# TASK INSTRUCTIONS:
Please copy out everything from the line containing "Where can the ground" down to the end of the entries, requests included, multiplying every point coordinate in the answers by 1.85 and rounding to whole numbers, halves up. Keep the numbers in the requests and their sample points unchanged.

# ENTRIES PROVIDED:
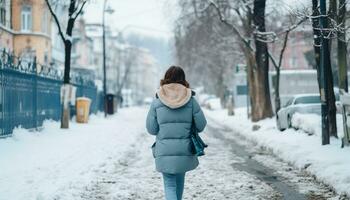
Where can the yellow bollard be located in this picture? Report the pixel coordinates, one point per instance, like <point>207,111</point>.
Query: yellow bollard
<point>82,109</point>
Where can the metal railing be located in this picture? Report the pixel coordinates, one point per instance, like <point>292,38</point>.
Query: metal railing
<point>30,93</point>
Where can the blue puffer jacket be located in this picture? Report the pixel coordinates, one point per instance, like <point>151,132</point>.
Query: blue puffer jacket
<point>170,119</point>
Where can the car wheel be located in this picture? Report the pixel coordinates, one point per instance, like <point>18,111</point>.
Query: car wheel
<point>278,122</point>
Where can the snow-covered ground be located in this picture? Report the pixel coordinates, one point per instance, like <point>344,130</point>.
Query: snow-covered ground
<point>55,163</point>
<point>330,164</point>
<point>111,159</point>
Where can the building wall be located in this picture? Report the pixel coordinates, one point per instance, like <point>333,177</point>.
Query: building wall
<point>6,34</point>
<point>36,41</point>
<point>6,39</point>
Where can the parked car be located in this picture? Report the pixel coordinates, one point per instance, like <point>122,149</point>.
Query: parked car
<point>303,103</point>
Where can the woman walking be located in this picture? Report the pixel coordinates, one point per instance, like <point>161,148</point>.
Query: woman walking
<point>170,119</point>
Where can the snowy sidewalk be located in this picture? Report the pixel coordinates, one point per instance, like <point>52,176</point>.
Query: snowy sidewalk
<point>56,163</point>
<point>330,164</point>
<point>111,159</point>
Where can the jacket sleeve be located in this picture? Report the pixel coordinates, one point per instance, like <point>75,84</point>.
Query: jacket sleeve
<point>198,116</point>
<point>151,121</point>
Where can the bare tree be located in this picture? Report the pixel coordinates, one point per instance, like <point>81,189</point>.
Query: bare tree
<point>75,8</point>
<point>342,51</point>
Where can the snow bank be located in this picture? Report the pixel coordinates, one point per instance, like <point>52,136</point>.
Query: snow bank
<point>330,163</point>
<point>55,163</point>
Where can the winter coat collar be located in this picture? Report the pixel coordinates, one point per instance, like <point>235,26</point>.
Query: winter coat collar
<point>174,95</point>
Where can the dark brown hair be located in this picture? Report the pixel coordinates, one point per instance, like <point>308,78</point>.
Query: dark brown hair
<point>175,74</point>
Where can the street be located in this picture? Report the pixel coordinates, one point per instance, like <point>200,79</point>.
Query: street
<point>232,169</point>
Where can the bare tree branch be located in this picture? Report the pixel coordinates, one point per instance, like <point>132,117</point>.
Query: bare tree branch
<point>80,10</point>
<point>56,20</point>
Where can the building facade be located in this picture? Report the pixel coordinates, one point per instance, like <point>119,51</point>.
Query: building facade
<point>31,27</point>
<point>6,32</point>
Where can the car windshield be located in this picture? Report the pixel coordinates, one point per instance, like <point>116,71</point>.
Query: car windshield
<point>307,100</point>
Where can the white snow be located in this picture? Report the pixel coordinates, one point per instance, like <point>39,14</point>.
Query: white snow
<point>111,159</point>
<point>55,163</point>
<point>329,163</point>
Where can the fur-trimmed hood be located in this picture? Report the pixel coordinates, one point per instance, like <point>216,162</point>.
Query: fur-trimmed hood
<point>174,95</point>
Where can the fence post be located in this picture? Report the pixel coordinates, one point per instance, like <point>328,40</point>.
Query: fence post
<point>35,95</point>
<point>2,62</point>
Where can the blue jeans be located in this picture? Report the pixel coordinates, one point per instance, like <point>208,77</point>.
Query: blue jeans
<point>173,186</point>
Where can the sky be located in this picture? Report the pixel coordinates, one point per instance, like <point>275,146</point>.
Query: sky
<point>147,16</point>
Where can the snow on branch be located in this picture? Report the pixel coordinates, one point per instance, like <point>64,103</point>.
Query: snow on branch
<point>56,20</point>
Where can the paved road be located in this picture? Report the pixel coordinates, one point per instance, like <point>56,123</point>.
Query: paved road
<point>231,169</point>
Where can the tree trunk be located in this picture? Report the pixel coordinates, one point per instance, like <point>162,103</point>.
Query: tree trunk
<point>277,90</point>
<point>342,51</point>
<point>66,80</point>
<point>332,112</point>
<point>259,74</point>
<point>317,38</point>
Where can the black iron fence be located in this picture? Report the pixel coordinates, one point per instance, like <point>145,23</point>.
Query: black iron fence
<point>30,93</point>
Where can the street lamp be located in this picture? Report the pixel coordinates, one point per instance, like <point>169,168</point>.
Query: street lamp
<point>109,10</point>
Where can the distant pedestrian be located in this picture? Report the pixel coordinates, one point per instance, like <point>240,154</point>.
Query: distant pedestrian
<point>170,119</point>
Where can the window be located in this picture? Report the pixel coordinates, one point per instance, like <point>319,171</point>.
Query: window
<point>26,17</point>
<point>45,24</point>
<point>2,12</point>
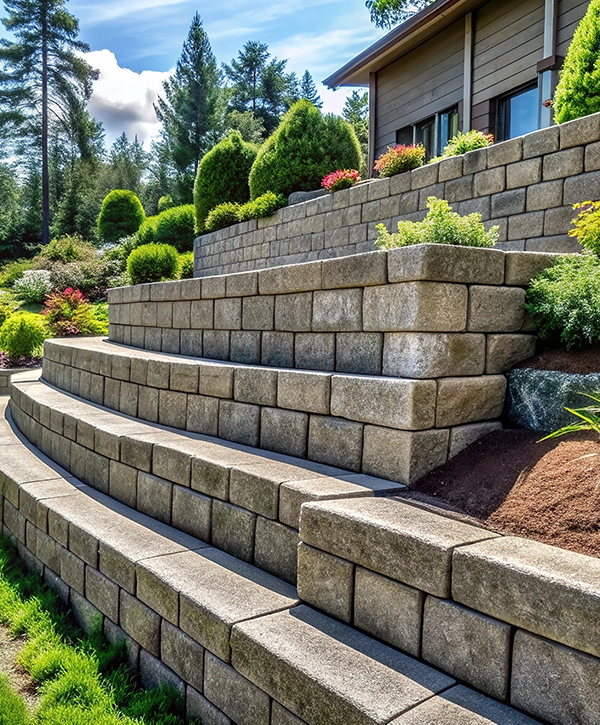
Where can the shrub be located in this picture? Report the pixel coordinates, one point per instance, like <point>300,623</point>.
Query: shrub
<point>587,226</point>
<point>152,263</point>
<point>578,90</point>
<point>398,159</point>
<point>340,179</point>
<point>22,335</point>
<point>440,226</point>
<point>121,215</point>
<point>564,301</point>
<point>222,216</point>
<point>186,265</point>
<point>303,149</point>
<point>69,313</point>
<point>33,286</point>
<point>462,143</point>
<point>223,176</point>
<point>176,226</point>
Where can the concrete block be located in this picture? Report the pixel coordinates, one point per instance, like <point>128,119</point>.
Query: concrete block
<point>335,442</point>
<point>400,541</point>
<point>415,306</point>
<point>546,590</point>
<point>432,355</point>
<point>403,456</point>
<point>467,645</point>
<point>284,431</point>
<point>496,309</point>
<point>325,582</point>
<point>388,610</point>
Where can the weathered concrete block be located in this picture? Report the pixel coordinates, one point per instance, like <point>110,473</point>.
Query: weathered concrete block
<point>546,590</point>
<point>555,683</point>
<point>433,355</point>
<point>403,456</point>
<point>388,610</point>
<point>415,306</point>
<point>496,309</point>
<point>468,645</point>
<point>335,442</point>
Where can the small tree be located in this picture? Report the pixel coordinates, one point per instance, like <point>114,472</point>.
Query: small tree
<point>122,214</point>
<point>578,91</point>
<point>223,176</point>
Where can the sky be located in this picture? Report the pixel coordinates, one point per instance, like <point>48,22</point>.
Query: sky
<point>136,43</point>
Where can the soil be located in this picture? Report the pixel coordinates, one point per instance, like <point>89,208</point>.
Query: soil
<point>20,681</point>
<point>511,484</point>
<point>581,362</point>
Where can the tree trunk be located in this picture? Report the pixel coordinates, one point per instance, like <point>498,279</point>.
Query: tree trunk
<point>45,174</point>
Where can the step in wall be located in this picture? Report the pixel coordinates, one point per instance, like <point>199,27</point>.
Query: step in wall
<point>234,641</point>
<point>527,186</point>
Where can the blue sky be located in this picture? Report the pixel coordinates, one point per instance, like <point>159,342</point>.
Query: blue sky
<point>135,43</point>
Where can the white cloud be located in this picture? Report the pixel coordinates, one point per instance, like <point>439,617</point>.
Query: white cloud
<point>123,99</point>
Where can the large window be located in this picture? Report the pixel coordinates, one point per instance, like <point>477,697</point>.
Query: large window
<point>518,113</point>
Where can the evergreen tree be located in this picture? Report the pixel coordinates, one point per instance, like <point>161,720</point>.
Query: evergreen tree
<point>188,111</point>
<point>389,13</point>
<point>309,91</point>
<point>578,90</point>
<point>41,71</point>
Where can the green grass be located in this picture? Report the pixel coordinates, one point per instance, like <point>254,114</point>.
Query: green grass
<point>82,679</point>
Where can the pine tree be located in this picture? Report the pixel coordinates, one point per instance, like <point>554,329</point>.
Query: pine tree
<point>578,91</point>
<point>389,13</point>
<point>188,111</point>
<point>309,91</point>
<point>40,72</point>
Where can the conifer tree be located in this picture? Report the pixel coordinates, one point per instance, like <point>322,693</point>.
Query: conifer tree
<point>578,91</point>
<point>41,73</point>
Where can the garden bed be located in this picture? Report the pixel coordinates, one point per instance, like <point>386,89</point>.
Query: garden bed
<point>510,483</point>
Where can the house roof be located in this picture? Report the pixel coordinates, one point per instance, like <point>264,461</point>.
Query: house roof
<point>407,36</point>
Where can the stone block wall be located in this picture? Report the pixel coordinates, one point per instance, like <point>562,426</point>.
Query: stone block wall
<point>516,619</point>
<point>527,186</point>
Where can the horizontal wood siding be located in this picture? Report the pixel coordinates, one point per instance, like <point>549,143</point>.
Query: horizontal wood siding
<point>427,80</point>
<point>509,42</point>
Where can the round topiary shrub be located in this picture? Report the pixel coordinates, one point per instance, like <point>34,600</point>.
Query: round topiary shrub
<point>153,263</point>
<point>303,150</point>
<point>122,214</point>
<point>176,226</point>
<point>223,176</point>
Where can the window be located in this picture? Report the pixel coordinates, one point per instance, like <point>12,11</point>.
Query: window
<point>518,113</point>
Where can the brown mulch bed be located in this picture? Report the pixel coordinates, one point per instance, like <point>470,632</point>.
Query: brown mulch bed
<point>581,362</point>
<point>507,482</point>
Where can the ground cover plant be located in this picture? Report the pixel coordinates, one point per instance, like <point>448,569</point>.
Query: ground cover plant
<point>440,226</point>
<point>82,679</point>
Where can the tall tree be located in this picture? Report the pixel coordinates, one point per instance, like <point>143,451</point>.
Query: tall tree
<point>41,72</point>
<point>309,91</point>
<point>389,13</point>
<point>188,111</point>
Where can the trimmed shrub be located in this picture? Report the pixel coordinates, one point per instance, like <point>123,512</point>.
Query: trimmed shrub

# THE RESPONSE:
Where can the ground cover plant be located in this picture? Report the pixel coordinates, one point per instance, like <point>448,569</point>.
Query: ground cover plant
<point>814,418</point>
<point>152,1256</point>
Where can the tall tree be located in this picture? Report the pixel coordinates, one point per instance, like <point>143,451</point>.
Query: tall tree
<point>76,133</point>
<point>572,168</point>
<point>720,24</point>
<point>348,205</point>
Where can the trimmed shrub be located in this picture? Report the pixel coordinates, one point per instance, like <point>123,512</point>.
Query: trimmed shrub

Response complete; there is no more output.